- [Activity] Search the entries for the word "Target". Copy every line that holds it.

- [The data]
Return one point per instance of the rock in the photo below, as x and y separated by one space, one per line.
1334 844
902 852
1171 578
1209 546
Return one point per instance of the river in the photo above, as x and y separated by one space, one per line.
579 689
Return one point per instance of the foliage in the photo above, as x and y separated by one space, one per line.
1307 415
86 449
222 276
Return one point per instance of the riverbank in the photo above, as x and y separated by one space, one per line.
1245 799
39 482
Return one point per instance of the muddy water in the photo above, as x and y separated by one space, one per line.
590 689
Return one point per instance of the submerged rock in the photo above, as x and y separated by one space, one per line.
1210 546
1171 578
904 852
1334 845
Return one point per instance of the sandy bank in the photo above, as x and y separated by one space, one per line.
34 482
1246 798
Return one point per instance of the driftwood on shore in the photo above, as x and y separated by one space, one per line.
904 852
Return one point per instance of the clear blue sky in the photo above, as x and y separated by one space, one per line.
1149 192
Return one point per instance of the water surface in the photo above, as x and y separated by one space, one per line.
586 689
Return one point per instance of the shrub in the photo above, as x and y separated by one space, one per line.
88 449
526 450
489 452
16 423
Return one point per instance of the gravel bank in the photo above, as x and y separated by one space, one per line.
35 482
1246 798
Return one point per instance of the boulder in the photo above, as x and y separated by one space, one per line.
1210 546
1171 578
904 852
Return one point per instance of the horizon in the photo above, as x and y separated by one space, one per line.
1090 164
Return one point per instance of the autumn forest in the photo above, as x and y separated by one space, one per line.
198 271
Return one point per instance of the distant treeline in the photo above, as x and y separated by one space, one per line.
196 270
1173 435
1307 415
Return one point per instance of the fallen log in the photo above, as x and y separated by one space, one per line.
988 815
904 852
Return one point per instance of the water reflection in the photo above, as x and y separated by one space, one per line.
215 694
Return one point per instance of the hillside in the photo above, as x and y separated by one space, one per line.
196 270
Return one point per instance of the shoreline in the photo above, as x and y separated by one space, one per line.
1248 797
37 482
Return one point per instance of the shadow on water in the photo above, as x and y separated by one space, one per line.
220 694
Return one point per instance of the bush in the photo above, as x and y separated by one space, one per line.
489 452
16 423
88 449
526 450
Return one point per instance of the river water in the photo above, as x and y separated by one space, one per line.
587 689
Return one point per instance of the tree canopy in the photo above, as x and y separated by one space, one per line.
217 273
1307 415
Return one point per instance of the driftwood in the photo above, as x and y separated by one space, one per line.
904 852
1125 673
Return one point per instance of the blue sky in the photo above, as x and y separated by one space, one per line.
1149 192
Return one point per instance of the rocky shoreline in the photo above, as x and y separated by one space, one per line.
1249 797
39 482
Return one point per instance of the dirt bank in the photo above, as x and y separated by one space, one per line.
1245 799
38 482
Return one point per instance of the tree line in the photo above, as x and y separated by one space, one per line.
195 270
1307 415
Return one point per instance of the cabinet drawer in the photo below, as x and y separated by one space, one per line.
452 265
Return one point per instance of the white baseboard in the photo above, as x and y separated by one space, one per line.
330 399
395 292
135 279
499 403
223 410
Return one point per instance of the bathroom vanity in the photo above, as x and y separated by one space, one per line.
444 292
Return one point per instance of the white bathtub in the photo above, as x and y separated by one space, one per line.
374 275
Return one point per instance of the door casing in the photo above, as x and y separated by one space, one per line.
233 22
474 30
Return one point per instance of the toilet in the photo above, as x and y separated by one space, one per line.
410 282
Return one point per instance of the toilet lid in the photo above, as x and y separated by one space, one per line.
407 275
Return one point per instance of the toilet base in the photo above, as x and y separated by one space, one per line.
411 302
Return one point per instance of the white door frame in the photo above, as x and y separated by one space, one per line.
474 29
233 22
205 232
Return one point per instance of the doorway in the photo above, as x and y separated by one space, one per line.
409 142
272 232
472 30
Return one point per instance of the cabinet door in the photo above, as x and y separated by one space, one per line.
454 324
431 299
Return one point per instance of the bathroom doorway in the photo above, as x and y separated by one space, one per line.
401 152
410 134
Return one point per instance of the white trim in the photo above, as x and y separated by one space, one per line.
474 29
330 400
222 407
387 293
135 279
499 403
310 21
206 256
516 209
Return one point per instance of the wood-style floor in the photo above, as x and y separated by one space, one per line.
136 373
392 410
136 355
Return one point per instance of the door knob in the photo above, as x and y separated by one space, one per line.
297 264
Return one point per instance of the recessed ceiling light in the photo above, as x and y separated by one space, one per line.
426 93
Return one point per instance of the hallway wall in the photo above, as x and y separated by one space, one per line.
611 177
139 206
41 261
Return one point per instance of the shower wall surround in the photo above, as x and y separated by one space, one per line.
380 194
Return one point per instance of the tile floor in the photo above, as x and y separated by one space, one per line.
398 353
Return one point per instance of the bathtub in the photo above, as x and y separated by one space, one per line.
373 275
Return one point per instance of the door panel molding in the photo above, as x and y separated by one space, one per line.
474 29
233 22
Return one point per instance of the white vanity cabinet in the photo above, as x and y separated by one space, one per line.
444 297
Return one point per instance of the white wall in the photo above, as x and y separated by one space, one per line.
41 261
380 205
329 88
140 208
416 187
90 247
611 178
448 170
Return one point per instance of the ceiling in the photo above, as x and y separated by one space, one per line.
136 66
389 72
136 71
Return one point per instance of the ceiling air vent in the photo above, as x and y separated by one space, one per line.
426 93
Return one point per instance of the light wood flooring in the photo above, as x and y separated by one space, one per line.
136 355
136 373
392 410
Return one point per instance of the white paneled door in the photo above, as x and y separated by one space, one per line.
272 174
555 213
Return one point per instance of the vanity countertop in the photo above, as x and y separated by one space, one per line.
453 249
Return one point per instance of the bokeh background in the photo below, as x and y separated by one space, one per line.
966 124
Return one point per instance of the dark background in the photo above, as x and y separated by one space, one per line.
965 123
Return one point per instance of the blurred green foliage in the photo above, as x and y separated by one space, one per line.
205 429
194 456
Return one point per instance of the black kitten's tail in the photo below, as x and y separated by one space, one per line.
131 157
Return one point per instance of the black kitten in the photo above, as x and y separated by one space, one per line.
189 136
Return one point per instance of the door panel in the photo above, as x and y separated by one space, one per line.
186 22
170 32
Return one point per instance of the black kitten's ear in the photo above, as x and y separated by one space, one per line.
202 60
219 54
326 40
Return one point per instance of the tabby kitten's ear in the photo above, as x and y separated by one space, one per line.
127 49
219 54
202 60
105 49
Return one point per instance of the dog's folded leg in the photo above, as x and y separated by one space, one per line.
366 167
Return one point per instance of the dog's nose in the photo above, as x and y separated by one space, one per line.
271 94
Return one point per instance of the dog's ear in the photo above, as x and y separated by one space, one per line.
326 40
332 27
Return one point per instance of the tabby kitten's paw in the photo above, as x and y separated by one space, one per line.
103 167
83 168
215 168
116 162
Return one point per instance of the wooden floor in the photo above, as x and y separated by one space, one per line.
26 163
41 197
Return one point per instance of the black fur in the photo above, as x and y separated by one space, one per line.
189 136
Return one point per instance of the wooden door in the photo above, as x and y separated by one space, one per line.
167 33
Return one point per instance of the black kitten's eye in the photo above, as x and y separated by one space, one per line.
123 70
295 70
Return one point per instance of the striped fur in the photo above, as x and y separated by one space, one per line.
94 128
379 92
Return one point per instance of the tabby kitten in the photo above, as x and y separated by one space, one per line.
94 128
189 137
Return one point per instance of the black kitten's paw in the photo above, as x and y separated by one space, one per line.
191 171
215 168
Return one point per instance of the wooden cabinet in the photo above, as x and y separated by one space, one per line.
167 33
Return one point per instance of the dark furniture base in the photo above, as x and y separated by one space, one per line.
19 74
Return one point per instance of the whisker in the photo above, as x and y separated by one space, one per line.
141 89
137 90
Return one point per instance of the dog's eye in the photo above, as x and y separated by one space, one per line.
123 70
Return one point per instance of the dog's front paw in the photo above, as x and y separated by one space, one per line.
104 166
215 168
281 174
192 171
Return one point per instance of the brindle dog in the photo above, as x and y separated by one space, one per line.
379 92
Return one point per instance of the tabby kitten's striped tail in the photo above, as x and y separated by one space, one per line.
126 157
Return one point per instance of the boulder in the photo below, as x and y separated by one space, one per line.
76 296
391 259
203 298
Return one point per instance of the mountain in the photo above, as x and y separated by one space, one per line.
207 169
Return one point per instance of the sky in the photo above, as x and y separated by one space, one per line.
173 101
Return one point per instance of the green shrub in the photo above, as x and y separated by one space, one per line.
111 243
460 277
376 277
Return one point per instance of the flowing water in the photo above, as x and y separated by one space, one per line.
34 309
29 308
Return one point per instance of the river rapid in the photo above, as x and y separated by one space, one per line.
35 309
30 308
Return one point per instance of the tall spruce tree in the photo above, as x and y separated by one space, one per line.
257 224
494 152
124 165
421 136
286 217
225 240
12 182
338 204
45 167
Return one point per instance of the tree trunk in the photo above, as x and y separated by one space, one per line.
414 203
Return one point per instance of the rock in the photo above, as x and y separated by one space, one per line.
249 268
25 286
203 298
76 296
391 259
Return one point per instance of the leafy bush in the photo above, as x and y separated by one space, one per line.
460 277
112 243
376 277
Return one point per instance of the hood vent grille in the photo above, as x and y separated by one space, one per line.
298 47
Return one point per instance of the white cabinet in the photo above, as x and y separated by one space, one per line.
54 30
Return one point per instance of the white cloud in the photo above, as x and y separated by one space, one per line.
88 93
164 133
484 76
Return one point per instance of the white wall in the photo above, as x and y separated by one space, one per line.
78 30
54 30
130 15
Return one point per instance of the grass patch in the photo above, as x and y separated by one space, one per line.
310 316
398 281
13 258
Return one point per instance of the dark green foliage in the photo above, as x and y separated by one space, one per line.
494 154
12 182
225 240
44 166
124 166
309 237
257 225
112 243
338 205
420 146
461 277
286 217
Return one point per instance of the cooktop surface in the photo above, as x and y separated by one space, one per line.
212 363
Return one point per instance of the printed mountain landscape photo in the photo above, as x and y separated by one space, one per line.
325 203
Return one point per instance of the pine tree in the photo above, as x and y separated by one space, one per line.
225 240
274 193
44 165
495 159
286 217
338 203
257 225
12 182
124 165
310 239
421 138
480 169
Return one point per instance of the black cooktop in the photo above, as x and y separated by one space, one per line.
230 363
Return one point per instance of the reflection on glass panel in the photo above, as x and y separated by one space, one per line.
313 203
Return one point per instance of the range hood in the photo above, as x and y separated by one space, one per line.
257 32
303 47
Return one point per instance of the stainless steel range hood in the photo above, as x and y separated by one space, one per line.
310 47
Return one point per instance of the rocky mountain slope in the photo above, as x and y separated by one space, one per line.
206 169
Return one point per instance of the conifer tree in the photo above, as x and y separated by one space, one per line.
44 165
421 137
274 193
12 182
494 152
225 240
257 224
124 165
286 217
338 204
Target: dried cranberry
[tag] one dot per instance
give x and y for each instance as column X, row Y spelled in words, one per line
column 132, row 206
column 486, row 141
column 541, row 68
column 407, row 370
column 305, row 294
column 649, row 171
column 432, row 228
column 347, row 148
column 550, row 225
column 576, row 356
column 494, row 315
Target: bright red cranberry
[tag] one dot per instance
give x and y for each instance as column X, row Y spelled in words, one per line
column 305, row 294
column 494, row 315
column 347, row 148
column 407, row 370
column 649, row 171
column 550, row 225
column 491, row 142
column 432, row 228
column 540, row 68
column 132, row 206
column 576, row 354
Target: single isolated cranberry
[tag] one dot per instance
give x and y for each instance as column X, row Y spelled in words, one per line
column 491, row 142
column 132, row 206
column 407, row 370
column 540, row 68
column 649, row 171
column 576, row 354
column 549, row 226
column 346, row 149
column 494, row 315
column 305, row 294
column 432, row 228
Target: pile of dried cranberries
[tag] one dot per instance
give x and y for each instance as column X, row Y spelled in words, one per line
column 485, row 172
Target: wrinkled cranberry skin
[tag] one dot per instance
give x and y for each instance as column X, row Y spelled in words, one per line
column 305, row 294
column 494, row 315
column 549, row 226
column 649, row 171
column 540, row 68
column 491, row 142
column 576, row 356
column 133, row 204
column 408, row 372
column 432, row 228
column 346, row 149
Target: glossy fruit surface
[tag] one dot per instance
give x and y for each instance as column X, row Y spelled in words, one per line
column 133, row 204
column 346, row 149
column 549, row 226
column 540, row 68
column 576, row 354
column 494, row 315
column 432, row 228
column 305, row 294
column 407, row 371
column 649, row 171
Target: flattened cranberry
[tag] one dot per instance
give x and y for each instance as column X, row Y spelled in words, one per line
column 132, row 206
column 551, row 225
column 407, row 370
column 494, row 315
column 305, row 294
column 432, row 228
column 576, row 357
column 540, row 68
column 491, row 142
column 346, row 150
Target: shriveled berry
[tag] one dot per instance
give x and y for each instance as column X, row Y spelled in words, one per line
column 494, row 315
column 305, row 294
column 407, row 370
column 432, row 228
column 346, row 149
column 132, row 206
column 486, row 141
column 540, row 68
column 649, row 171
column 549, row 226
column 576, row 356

- [Response to this task]
Target: dried cranberry
Target: bright red cranberry
Target: single isolated cranberry
Target: pile of dried cranberries
Target: wrinkled cranberry skin
Target: glossy fruit surface
Target: flattened cranberry
Target: shriveled berry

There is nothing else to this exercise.